--- Begin RECORDS TO USE ---
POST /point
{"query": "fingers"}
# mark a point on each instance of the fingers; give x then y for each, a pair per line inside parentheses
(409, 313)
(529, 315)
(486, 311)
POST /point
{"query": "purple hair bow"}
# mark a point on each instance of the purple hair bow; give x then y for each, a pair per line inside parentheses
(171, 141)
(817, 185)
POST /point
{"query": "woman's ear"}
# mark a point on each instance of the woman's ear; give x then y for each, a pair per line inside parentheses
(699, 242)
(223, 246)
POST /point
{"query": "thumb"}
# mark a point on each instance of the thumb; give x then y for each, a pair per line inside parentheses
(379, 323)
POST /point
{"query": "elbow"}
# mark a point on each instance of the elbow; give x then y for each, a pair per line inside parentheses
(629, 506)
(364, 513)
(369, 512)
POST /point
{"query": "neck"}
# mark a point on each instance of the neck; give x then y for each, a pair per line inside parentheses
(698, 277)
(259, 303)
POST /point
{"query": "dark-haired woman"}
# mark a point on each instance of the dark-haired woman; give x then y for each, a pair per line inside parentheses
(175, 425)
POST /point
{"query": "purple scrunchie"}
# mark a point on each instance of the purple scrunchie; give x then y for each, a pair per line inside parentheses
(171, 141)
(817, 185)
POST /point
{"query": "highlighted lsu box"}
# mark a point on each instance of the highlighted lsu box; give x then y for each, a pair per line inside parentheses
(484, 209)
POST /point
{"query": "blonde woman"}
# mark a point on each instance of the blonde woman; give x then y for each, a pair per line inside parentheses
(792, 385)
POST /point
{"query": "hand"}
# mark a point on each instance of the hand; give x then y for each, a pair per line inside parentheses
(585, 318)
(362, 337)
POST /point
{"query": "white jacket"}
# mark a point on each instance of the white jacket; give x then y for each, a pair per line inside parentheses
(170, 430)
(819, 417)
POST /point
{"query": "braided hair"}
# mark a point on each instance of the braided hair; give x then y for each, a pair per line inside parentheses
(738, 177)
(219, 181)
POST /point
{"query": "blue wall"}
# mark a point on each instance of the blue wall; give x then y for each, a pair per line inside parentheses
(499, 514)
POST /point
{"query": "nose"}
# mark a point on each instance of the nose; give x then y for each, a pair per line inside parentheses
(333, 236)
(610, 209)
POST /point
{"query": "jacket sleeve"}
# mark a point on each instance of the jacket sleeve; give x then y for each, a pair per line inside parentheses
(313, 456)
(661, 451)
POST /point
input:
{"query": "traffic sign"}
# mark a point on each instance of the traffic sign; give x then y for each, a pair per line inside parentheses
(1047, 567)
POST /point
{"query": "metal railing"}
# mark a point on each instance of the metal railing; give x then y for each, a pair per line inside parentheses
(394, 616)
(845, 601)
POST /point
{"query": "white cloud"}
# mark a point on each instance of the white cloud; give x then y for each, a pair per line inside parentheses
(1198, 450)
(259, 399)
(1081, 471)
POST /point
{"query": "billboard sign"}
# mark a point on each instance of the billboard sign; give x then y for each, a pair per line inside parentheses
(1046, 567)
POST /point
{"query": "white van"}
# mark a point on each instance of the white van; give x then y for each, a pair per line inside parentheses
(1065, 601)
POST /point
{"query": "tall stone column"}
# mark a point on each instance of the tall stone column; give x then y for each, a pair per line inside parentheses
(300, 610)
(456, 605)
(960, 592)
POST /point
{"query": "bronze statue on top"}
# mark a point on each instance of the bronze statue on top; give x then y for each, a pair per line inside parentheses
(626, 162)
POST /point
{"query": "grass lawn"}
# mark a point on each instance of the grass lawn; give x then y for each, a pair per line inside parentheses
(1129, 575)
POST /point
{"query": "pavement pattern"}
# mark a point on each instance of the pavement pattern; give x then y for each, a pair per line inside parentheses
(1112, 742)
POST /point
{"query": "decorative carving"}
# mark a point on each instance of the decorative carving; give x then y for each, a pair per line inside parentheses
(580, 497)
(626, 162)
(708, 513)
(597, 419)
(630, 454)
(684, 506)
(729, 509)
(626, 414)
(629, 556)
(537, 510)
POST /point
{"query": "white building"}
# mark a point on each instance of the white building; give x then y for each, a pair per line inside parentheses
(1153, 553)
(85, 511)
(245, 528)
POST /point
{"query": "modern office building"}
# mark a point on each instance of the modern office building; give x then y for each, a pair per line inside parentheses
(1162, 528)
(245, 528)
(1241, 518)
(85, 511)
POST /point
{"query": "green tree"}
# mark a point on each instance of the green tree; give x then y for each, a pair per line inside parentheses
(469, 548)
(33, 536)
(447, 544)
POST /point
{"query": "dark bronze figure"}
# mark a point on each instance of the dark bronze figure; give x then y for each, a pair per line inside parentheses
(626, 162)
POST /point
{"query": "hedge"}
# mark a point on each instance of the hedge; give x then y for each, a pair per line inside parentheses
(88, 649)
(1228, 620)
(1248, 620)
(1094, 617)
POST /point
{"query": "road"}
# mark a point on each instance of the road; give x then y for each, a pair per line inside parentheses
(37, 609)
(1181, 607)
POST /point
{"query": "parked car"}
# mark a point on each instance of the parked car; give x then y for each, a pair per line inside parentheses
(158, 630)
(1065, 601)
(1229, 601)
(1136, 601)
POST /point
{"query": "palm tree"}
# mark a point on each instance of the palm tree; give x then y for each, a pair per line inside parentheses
--- End RECORDS TO USE ---
__WRITTEN TASK__:
Reproduce the data, keeping every line exactly the same.

__TASK RESPONSE__:
POST /point
{"query": "fingers"}
# mark a point on each instance of the fingers; give x then y for each, a pair per line inside parentheses
(409, 313)
(529, 315)
(486, 311)
POST /point
{"query": "purple hair bow"}
# mark a point on each instance of the purple hair bow; give x then y for each, a pair per line inside parentheses
(171, 141)
(817, 185)
POST /point
{"query": "woman's ear"}
# mark a point on each instance of the woman's ear; give x then y for each, a pair per line inside parentheses
(699, 242)
(223, 246)
POST /point
{"query": "thumb"}
# mark a point on each instance of the thumb; give x then y for each, a pair per line inside parentheses
(379, 323)
POST /point
{"query": "elbow"}
# mark a point on each instance of the elbow; give x then y for each, a pair per line inside parentheses
(629, 506)
(364, 513)
(369, 512)
POST /point
{"query": "neck"}
# mark a point on each instance of the neck; give x then y for each, a pair per line inside parentheses
(698, 277)
(259, 303)
POST /point
{"query": "dark-haired woman"}
# mark a point on each instance of the dark-haired woman; give x then y for each, a pair per line inside parentheses
(175, 425)
POST /point
{"query": "purple scrunchie"}
# mark a point on each instance of the purple scrunchie; give x then y for each, a pair per line inside parentheses
(171, 141)
(817, 185)
POST /point
{"query": "highlighted lsu box"}
# mark a point on each instance of the highlighted lsu box; give x then y for each, a pair per line inside parentheses
(484, 209)
POST /point
{"query": "blonde woman"}
# mark a point on each instance of the blonde woman; give x then y for each, a pair per line inside parentheses
(792, 385)
POST /point
{"query": "hand"}
# mark a point on each instance of the hand; give x then y for each, a pair per line inside parentheses
(585, 318)
(362, 337)
POST /point
{"query": "white jacket"}
# mark a point on each instance of the white jacket; give x then y for each, a pair per line inside parentheses
(170, 430)
(819, 417)
POST /point
{"query": "braided hair"}
# mark a point on each instance of the braided hair; give x then y for each, a pair per line inside parentheses
(738, 177)
(219, 181)
POST /point
{"query": "blue wall"}
# mark a point on each instance of the blue wall; give x then y for each, a pair per line inside parentheses
(499, 514)
POST /point
{"query": "nose"}
# mark a point on each instance of the nose; give x then y for each, a pair per line inside parentheses
(333, 236)
(610, 209)
POST /point
{"query": "jacket sleeve"}
# mark a point on each instance of the jacket sleeve; give x then y for each, a pair per line inside parentheses
(313, 456)
(661, 451)
POST /point
input:
{"query": "traffic sign"}
# mark a point on each instance of the traffic sign; give x then y for each, a pair per line inside parentheses
(1047, 567)
POST /point
{"query": "metal railing"}
# mark a point on each instance of the metal railing; give x then y for each, a pair per line inside parentheses
(394, 616)
(845, 601)
POST /point
{"query": "white cloud"}
# mark a point on each instance of the white cloud; give x then y for each, a pair per line inside parentheses
(1198, 450)
(259, 399)
(1081, 471)
POST /point
{"query": "billboard sign"}
# mark a point on each instance of the billboard sign; give x then y for each, a pair per line inside parentheses
(1046, 567)
POST /point
{"query": "white van"}
# mark a point on each instance of the white van; give x then y for each, a pair per line inside parentheses
(1065, 601)
POST /point
{"query": "tall stone column"}
# mark a point on each instance of the tall stone column; give x then y for each, a pair per line inside parentheses
(300, 610)
(456, 605)
(960, 592)
POST /point
{"query": "bronze statue on top"}
# mark a point on each instance of the bronze statue on top; give x then y for each, a pair per line inside parentheses
(626, 162)
POST /point
{"query": "grass lawn"}
# mark a point on each instance of the grass lawn; give x then y for each, a pair per line inside parentheses
(1129, 575)
POST /point
{"query": "pavement pattern"}
# mark a point on each instance of the pavement pattern; give x then y for each, a pair per line inside parentheses
(1112, 742)
POST /point
{"query": "decorative carving"}
# mark a point on each instance of the decorative carving; give x then y for each, a pair per line inside parentheses
(580, 497)
(626, 162)
(708, 513)
(597, 419)
(630, 454)
(684, 506)
(729, 509)
(626, 414)
(629, 556)
(537, 510)
POST /point
{"query": "white building"}
# mark a point on each instance of the white building; give x then y for each, a pair per line inside parentheses
(1153, 553)
(85, 511)
(245, 528)
POST /point
{"query": "modern office building"}
# mark a point on each instance of the modern office building; give x then y for each, a pair per line inside parentheses
(1162, 528)
(245, 528)
(1241, 518)
(85, 511)
POST /point
{"query": "green tree"}
# mark a point on each instance of the green tree; give x then y for each, a pair per line inside parentheses
(469, 548)
(33, 536)
(447, 544)
POST /point
{"query": "dark bronze figure"}
# mark a point on each instance of the dark bronze figure; give x then y for each, a pair per line inside parentheses
(626, 162)
POST /point
{"query": "hedge"}
# mark a point on each instance of the hedge; give x then y for each, a pair per line inside parentheses
(88, 649)
(1228, 620)
(1248, 620)
(1094, 617)
POST /point
{"query": "road"}
# mark a point on each instance of the road; give x then y for each, a pair per line inside parentheses
(37, 609)
(1181, 607)
POST /point
{"query": "parked car"}
# mark a point on each instance of the parked car; give x then y for each, a pair per line inside parentheses
(158, 630)
(1065, 601)
(1229, 601)
(1136, 601)
POST /point
{"query": "palm tree"}
# mark a point on each instance of the palm tree; give x then y for each, a pair per line inside parentheses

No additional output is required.